Start Source excerpt

Demille’s focus is the leadership approach to education. It’s purpose is to train leaders who perpetuate freedom by knowing how to think. (A textbook teaches you want to think; a classic teaches you how to think.)

I won’t spend too much time on Demille’s method except to note a few good points. One is to “structure time, not content” (45). Is it better to make the student read 50 pages of Thomas Aquinas or spend two hours analyzing what Thomas means by essence and being? Go deeper, not wider.

There is the tough question of “What is a classic?” I’ll keep the list open-ended, but we can say a book that was formative upon the Western mind.

Can I get a Job?

Since we are now at the point where a university education does not guarantee a (good?) job, education is freed to be more formative and soul-forming. Modern America replaced leadership with job prep. While modern education gurus urge teachers to ask higher-order thinking questions, and while textbooks are happily being replaced with “modules,” the system is fundamentally the same.

Employers hire people, not degrees. (That said, don’t do anything stupid like go to Patriot Bible College. I’m also quite skeptical of a certain “Reformed” college in the Pacific Northwest). As Peter Drucker said, “The basic economic resource…is no longer capital…It is and will be knowledge” (115).

End Source excerpt
Start Listed entries

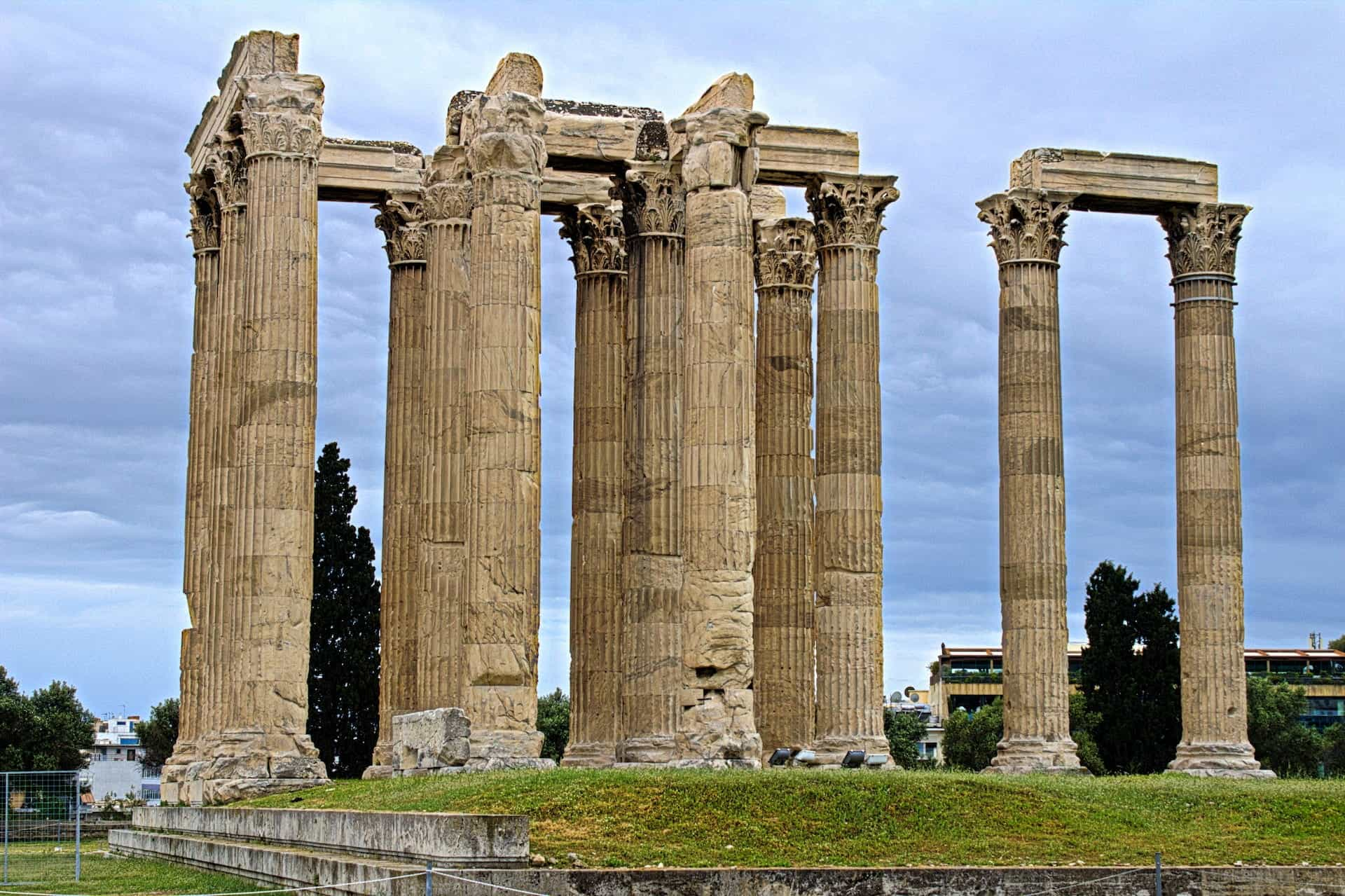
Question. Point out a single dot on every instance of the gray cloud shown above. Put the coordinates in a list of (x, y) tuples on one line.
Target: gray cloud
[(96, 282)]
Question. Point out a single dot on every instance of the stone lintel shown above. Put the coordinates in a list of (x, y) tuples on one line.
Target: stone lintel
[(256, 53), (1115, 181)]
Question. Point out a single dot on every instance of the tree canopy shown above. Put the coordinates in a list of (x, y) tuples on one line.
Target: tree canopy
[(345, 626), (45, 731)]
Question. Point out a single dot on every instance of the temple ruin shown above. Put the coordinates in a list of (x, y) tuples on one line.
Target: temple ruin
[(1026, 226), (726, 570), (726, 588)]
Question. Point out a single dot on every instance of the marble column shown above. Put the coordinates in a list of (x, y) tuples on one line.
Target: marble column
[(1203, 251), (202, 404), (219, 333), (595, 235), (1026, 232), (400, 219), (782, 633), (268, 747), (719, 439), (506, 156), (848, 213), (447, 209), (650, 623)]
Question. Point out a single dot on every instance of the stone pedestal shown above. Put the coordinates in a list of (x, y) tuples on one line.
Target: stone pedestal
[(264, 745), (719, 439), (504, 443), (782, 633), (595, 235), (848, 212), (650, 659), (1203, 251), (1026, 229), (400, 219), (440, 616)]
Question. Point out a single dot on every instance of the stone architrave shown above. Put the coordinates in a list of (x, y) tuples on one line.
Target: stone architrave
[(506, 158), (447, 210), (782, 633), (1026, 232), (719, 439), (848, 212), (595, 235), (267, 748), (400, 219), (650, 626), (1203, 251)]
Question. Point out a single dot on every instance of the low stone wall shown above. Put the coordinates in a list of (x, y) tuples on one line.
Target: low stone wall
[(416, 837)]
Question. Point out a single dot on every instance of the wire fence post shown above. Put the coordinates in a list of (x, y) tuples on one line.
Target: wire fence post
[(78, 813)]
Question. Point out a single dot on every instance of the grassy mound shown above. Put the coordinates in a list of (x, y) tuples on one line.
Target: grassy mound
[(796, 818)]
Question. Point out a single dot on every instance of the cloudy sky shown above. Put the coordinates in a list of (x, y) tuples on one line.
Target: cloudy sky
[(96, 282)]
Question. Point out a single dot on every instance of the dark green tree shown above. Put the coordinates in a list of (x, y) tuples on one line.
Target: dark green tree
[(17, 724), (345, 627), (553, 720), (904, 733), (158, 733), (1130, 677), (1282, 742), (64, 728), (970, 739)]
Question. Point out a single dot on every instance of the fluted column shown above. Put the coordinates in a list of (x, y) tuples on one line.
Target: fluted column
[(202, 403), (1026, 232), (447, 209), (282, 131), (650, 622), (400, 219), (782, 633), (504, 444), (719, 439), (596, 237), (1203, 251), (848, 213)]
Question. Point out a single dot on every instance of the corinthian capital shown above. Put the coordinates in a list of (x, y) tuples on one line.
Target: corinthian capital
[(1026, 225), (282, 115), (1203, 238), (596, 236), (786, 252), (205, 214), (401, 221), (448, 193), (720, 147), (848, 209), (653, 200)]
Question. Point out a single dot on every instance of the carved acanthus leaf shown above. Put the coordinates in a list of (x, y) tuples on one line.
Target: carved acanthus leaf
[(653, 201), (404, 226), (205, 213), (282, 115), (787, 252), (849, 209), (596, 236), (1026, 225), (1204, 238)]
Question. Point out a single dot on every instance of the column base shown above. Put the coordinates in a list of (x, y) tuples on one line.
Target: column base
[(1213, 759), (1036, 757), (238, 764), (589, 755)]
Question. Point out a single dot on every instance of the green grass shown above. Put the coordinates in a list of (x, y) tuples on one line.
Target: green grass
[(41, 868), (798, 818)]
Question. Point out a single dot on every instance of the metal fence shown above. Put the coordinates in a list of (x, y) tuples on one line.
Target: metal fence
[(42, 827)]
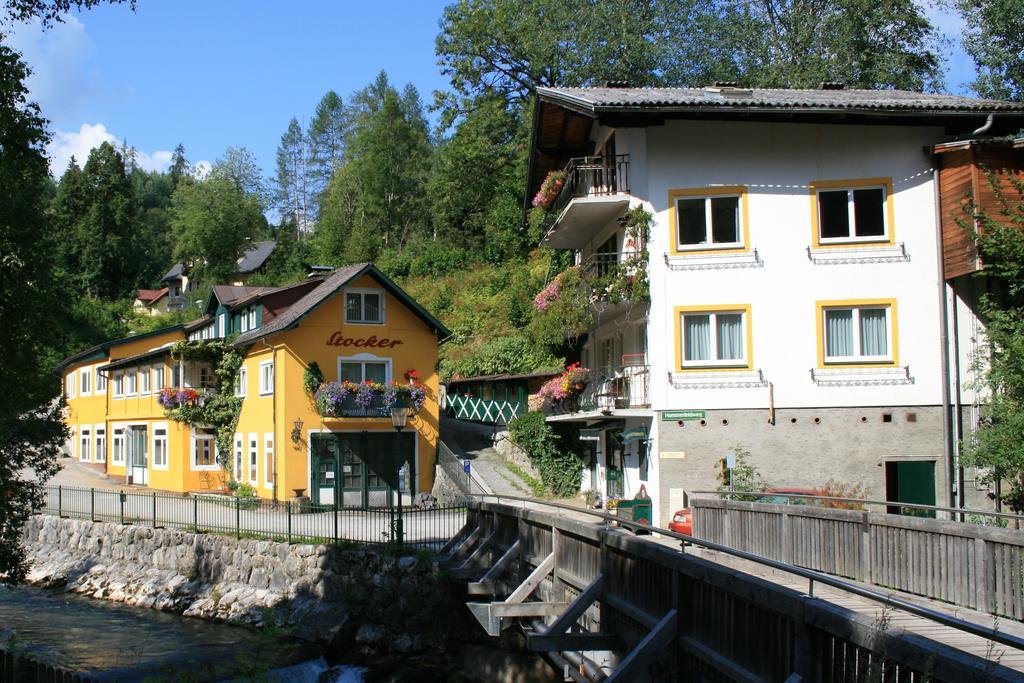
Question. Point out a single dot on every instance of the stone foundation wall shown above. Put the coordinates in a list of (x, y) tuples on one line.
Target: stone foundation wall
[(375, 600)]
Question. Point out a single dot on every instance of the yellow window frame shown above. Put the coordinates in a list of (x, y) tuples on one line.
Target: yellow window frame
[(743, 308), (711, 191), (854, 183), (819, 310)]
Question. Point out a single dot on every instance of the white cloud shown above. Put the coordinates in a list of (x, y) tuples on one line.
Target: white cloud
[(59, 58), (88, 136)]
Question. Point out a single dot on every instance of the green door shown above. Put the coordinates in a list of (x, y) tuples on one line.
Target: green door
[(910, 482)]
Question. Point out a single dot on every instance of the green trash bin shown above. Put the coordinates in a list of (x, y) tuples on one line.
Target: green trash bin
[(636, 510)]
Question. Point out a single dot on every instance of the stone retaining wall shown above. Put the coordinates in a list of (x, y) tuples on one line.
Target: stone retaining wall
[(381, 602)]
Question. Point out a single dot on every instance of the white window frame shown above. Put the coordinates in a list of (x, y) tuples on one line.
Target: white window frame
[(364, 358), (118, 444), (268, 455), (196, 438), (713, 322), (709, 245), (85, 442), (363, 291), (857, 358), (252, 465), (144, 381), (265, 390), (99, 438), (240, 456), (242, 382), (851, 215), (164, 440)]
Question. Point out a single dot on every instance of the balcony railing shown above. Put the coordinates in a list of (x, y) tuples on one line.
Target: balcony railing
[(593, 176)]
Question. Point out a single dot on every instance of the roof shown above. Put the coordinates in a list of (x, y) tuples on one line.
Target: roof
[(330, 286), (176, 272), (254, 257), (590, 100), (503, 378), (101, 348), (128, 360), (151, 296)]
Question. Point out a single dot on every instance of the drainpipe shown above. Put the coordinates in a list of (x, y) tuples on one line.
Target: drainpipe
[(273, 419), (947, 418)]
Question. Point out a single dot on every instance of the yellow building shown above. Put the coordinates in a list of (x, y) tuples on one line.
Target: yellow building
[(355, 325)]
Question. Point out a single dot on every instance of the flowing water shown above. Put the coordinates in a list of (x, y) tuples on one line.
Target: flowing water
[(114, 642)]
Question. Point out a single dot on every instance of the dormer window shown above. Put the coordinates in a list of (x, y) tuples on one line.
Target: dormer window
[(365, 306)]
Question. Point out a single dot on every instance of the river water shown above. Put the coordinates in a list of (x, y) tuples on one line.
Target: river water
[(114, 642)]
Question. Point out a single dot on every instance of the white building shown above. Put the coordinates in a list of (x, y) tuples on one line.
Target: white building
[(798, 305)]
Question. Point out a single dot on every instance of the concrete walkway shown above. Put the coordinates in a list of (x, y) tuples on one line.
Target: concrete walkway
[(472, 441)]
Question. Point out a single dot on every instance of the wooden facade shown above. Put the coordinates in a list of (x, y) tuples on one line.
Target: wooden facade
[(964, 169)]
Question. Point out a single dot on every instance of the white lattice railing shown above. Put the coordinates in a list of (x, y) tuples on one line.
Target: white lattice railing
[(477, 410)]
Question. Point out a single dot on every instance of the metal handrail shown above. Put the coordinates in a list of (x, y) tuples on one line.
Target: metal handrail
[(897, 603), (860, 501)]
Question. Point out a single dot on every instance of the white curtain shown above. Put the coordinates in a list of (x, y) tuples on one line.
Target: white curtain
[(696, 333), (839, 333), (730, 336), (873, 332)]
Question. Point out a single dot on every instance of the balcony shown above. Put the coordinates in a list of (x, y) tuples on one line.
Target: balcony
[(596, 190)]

End Listed entries

Stated goal: According to the passage on Demille's approach to education, what is the purpose of the leadership approach?

Correct response: To train leaders who perpetuate freedom by knowing how to think.